_Task description_
Return verbatim the line containing "of the green" together with all lines that follow it, through the end of the records.

_Available records_
----
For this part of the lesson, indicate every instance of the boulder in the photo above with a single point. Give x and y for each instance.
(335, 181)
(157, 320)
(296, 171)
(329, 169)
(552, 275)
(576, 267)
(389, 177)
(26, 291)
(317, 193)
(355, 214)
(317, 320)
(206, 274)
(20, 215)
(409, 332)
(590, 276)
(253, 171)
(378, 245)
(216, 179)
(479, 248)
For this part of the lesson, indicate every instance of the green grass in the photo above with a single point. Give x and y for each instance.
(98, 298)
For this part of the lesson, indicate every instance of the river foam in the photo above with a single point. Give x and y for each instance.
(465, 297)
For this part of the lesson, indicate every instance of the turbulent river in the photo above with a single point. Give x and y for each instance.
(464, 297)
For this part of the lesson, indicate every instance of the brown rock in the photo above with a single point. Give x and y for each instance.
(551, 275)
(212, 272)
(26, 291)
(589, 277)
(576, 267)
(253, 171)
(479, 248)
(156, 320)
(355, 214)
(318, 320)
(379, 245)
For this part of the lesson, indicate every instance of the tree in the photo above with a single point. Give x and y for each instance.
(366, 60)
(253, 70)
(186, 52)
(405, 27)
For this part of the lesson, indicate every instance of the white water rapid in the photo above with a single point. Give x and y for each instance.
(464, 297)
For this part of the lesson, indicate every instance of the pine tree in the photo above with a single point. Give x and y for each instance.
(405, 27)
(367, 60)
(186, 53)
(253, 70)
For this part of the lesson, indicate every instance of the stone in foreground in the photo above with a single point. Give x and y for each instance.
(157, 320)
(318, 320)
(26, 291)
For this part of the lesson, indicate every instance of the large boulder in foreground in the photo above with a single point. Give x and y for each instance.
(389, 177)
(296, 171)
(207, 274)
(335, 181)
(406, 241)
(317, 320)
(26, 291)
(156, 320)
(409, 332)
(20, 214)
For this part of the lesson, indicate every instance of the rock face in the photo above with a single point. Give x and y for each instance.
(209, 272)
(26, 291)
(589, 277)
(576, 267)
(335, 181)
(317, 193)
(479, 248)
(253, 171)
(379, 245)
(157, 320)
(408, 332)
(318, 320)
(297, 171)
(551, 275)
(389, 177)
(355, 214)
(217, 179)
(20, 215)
----
_Expected answer_
For this part of the lesson, indicate every instance of the green grass in the photo above with a single point. Give x and y for each instance.
(98, 298)
For this part of the lesson, indicate every instance of the river foam in the photo above with a single point. Give x and y for each instance.
(465, 297)
For this part of the lesson, indicate every instance of the turbulent river in the photo above with a single point. Give x and y for each instance.
(464, 297)
For this part of the lesson, indicate every instance of the brown rock in the photo above with a single point. Give x and y for each instance.
(551, 275)
(212, 272)
(26, 291)
(589, 277)
(576, 267)
(253, 171)
(479, 248)
(156, 320)
(355, 214)
(318, 320)
(379, 245)
For this part of the lesson, indicate every instance of the tree in the photo above with a single point. Give x and y for each instance.
(366, 60)
(253, 70)
(186, 52)
(405, 27)
For this part of the lesson, indicate every instance of the white water rapid in the photo above with a single point. Give x and y for each instance.
(464, 297)
For this part of the lesson, indicate every instance of the pine tree in the photo above with a single point. Give x and y for each instance.
(405, 27)
(367, 60)
(186, 53)
(253, 70)
For this part of the lesson, indicate every instance of the stone in foreground in the photo above with a single point. Give x and y for each instance.
(157, 320)
(318, 320)
(26, 291)
For this part of the lesson, indicate every instance of the large boulder in foreground in the photo above with a single point. Give x and y for each instance.
(389, 177)
(296, 171)
(207, 274)
(335, 181)
(406, 241)
(317, 320)
(26, 291)
(156, 320)
(409, 332)
(20, 214)
For this part of the lesson, indicate every instance of the rock face in the photo above with a single point. Give x and y for each instance.
(209, 272)
(26, 291)
(589, 277)
(576, 267)
(335, 181)
(317, 193)
(479, 248)
(253, 171)
(379, 245)
(157, 320)
(408, 332)
(318, 320)
(297, 171)
(551, 275)
(389, 177)
(355, 214)
(217, 179)
(20, 215)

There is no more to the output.